-------- INPUT FOR THIS TASK --------

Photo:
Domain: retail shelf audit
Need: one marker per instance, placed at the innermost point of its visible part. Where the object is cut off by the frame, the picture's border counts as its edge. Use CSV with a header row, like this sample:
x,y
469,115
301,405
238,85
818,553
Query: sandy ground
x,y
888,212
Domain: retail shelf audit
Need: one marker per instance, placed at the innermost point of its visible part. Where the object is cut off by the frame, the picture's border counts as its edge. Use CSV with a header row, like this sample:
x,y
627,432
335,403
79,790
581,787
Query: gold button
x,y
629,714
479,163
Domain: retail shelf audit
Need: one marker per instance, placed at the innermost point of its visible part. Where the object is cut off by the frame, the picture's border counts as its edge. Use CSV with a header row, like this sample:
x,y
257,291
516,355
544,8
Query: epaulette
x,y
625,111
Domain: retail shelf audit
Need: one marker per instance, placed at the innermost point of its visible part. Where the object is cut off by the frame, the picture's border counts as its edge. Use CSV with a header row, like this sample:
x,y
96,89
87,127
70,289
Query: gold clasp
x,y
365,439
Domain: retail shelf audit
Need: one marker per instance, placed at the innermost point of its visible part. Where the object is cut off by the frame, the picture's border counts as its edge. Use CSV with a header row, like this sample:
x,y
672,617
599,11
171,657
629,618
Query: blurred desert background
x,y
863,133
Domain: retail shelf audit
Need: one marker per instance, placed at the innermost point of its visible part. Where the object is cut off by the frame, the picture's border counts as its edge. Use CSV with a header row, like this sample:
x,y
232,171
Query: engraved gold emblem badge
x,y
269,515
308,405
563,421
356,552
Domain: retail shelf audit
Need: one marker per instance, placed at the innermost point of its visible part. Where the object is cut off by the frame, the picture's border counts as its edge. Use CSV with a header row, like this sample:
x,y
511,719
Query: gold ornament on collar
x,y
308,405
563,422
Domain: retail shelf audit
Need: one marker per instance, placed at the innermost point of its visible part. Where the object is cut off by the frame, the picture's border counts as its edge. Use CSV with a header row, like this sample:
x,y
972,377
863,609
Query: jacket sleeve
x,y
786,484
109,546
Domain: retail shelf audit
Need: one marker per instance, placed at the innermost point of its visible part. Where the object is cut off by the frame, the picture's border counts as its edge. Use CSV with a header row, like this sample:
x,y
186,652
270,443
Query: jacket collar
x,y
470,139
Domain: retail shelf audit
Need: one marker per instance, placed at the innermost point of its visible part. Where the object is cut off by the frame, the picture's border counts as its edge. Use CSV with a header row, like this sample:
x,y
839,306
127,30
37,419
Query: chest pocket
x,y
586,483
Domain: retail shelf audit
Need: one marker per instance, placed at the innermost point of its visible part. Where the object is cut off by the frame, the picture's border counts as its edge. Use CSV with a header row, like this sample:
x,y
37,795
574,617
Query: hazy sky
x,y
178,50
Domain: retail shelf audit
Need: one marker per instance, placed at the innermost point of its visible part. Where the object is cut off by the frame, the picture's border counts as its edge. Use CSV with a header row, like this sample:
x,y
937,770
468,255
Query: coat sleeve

--------

Your reply must repeat the entries above exactly and in full.

TASK OUTPUT.
Photo:
Domain: retail shelf audit
Need: one marker per instance, placed at the innermost point of its visible part. Where the object is cut off by the frame, the picture's border counts as its edge. Use CSV with a header row, like this sample:
x,y
469,115
301,405
238,85
818,553
Query: sandy ground
x,y
888,212
Domain: retail shelf audit
Need: one marker per instance, placed at the innermost point of its visible part. Where the object is cut off by the frame, the picture's border counts as its edge. Use CSV with a header row, like this sample:
x,y
627,432
335,403
79,790
581,787
Query: gold button
x,y
629,714
479,163
Domain: retail shelf audit
Need: one marker per instance, placed at the innermost point of its visible part. Where the object is cut off by the frame, the picture's border counts as its edge. Use CSV with a header row, like this sample:
x,y
257,291
516,355
544,8
Query: epaulette
x,y
625,111
Domain: retail shelf audit
Need: one marker per instance, placed at the innermost point of its visible part. Where the object is cut off by the frame, the picture's border counts as its edge. Use CSV with a header row, like this sample:
x,y
96,89
87,127
70,289
Query: gold clasp
x,y
365,439
Domain: retail shelf audit
Need: one marker per instance, placed at the innermost point of its visible part. Where the object is cut off by the frame, the picture's border counts as its edge. Use CSV with a header row, like this sample:
x,y
672,617
599,11
171,657
629,618
Query: blurred desert background
x,y
863,133
Domain: retail shelf audit
Need: one marker per instance, placed at the innermost point of its visible part. Where the object is cut off by the frame, the picture's border counts as its edge. Use CSV with a header row, like this sample:
x,y
232,171
Query: engraved gold emblem badge
x,y
269,515
308,405
563,421
356,552
Domain: retail shelf audit
Need: one marker per instance, placed at the innermost point of its visible part. Where the object is cut off by the frame, the picture's border counts as its edge. Use CSV with a header row, like this sample:
x,y
511,719
Query: gold ornament on collar
x,y
308,405
563,422
Domain: retail shelf audit
Need: one marker per instance, placed at the innermost point of its visible part. Where the object is cut off by the frame, the picture's border counts as its edge. Use CSV with a header row, like this sample:
x,y
972,377
863,609
Query: jacket sleeve
x,y
786,484
109,546
Domain: retail shelf audit
Need: one marker per instance, placed at the innermost point of its visible part. Where the object is cut off by the frame, the picture's border counts as its edge. Use CSV with a header row, like this sample:
x,y
186,652
270,443
Query: jacket collar
x,y
470,139
Domain: retail shelf audit
Need: one marker per instance, placed at the innermost point of its visible part. Where the object is cut off by the frame, the picture's border counts as its edge. Use CSV with a header row, like this sample:
x,y
839,306
127,30
37,419
Query: chest pocket
x,y
586,483
Domain: retail shelf audit
Need: one marker per instance, placed at the innermost point of its visible part. Where the object is cut off by the frame, the picture's border counts as its edge. Use CSV with a header row, like this sample:
x,y
37,795
574,617
Query: hazy sky
x,y
178,50
Domain: retail shelf audit
Need: one marker per instance, placed at the innermost point of its visible part. Where the object is cut off by the frame, the picture's border counts as its edge. Use CSV with a header row, like this sample:
x,y
937,770
468,255
Query: coat sleeve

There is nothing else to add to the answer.